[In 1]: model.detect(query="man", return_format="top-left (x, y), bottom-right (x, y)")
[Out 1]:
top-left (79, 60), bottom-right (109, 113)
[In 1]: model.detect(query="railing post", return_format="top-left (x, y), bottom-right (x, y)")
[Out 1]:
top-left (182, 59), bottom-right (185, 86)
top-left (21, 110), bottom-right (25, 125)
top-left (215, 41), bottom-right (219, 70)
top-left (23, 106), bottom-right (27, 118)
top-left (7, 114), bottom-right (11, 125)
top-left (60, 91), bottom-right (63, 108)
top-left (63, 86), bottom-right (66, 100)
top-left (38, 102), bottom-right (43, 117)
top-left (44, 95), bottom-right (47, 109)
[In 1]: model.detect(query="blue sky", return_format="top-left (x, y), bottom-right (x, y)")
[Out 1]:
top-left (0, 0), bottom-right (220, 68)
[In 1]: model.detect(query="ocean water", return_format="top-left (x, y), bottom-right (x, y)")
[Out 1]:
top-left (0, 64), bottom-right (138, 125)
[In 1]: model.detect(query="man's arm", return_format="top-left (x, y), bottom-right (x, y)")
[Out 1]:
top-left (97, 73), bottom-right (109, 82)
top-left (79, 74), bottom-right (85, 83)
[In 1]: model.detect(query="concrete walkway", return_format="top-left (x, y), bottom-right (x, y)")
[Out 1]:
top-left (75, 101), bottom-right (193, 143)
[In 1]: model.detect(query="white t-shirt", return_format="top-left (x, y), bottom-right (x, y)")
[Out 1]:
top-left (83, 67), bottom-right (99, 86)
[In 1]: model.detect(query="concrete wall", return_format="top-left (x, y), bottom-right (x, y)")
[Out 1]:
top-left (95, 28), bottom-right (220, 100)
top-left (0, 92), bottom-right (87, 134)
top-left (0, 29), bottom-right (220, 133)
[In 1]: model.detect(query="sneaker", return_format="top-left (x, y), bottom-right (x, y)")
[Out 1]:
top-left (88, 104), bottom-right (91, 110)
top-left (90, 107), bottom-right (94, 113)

* [REQUIRED WORK]: Write out every one of the entries above again, word for word and without any changes.

* [WRITTEN ANSWER]:
[In 1]: model.detect(query="man", return_format="top-left (x, y), bottom-right (x, y)")
[Out 1]:
top-left (79, 60), bottom-right (109, 113)
[In 1]: model.detect(query="railing post", return_format="top-left (x, y), bottom-right (x, y)")
[Out 1]:
top-left (182, 59), bottom-right (185, 86)
top-left (21, 110), bottom-right (25, 125)
top-left (215, 41), bottom-right (219, 70)
top-left (23, 106), bottom-right (27, 118)
top-left (7, 114), bottom-right (11, 125)
top-left (60, 91), bottom-right (63, 108)
top-left (63, 86), bottom-right (66, 100)
top-left (38, 102), bottom-right (43, 117)
top-left (44, 95), bottom-right (47, 109)
[In 1]: model.detect(query="blue sky", return_format="top-left (x, y), bottom-right (x, y)")
[Out 1]:
top-left (0, 0), bottom-right (220, 68)
[In 1]: model.detect(query="ocean water", return_format="top-left (x, y), bottom-right (x, y)")
[Out 1]:
top-left (0, 64), bottom-right (138, 125)
[In 1]: model.detect(query="man's arm", return_format="top-left (x, y), bottom-right (x, y)")
[Out 1]:
top-left (97, 73), bottom-right (109, 82)
top-left (79, 74), bottom-right (85, 83)
[In 1]: model.detect(query="concrete walkway", return_format="top-left (x, y), bottom-right (x, y)")
[Out 1]:
top-left (75, 101), bottom-right (193, 143)
[In 1]: model.detect(query="white t-shirt", return_format="top-left (x, y), bottom-right (x, y)")
[Out 1]:
top-left (83, 67), bottom-right (99, 86)
[In 1]: model.detect(query="concrete wall", return_format="top-left (x, y), bottom-right (x, y)")
[Out 1]:
top-left (95, 28), bottom-right (220, 100)
top-left (0, 92), bottom-right (87, 134)
top-left (0, 29), bottom-right (220, 133)
[In 1]: model.detect(query="sneaker", return_format="top-left (x, y), bottom-right (x, y)")
[Out 1]:
top-left (88, 104), bottom-right (91, 110)
top-left (90, 107), bottom-right (94, 113)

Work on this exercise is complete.